> **DATASET RECORDS**
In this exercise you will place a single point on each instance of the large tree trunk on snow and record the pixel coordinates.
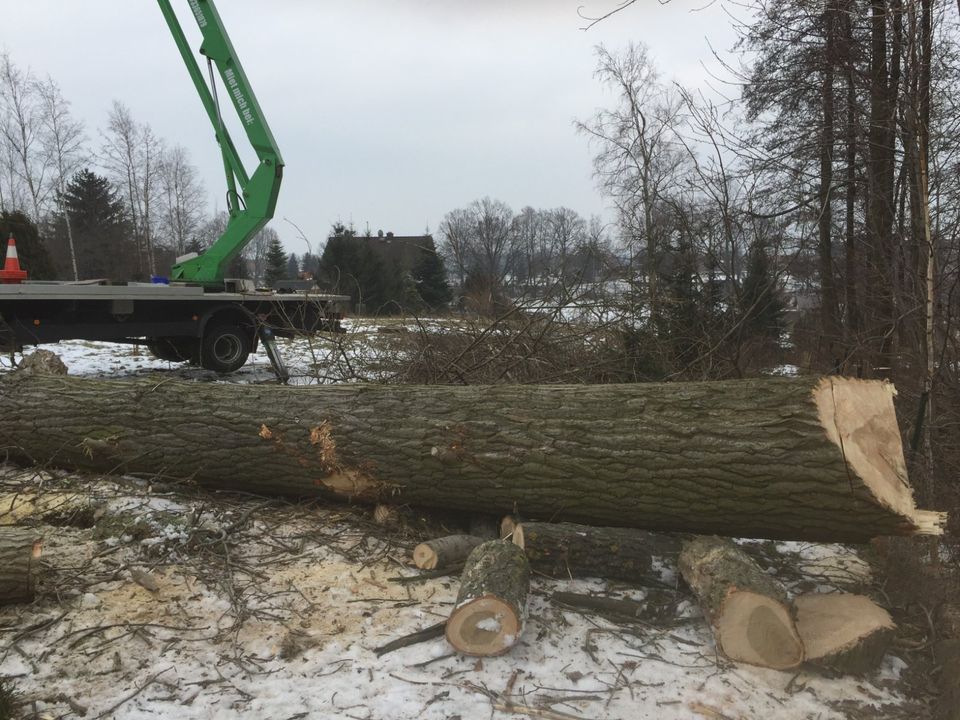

---

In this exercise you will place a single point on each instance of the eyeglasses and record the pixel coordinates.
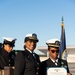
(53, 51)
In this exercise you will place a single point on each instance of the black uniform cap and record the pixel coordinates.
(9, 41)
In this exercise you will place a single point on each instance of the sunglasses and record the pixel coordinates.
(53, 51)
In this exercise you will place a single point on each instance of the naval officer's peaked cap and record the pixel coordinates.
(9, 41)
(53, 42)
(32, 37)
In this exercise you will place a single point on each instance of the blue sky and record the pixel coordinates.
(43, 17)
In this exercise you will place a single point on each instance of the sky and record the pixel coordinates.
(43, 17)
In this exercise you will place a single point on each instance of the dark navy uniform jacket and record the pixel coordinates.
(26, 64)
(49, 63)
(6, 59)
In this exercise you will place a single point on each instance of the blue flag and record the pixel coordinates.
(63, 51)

* * *

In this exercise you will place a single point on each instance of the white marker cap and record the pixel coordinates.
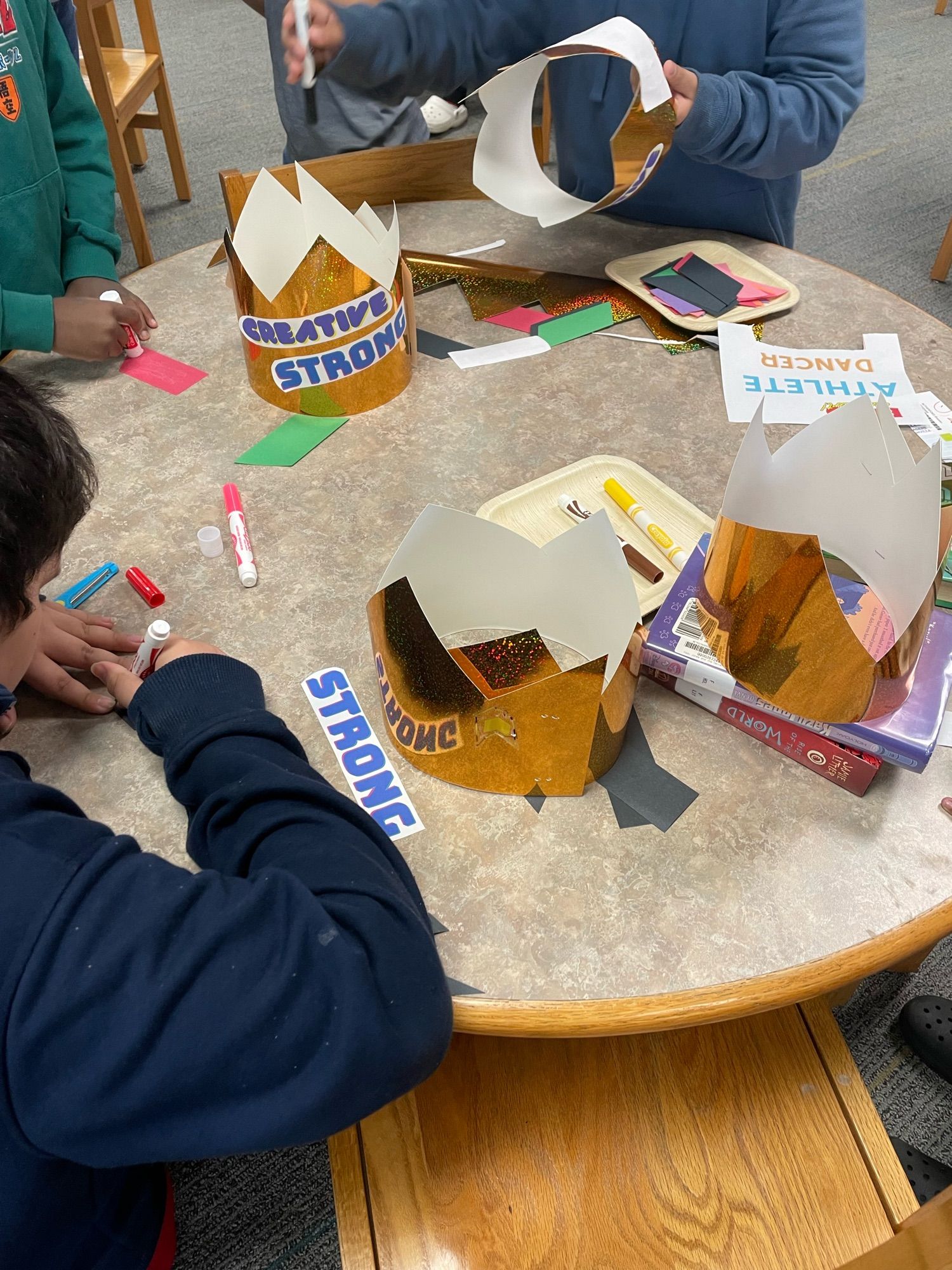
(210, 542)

> **WORK TO BE COMPLETED**
Which lines in the material contain the word "blue"? Copy each of those lines in full.

> **REPLY TO THE TASK**
In this exercise you will place a single point on each instance of the blue sky and record the pixel coordinates.
In this exercise you will place a single point on each instance of the blue flag and record the pixel coordinates.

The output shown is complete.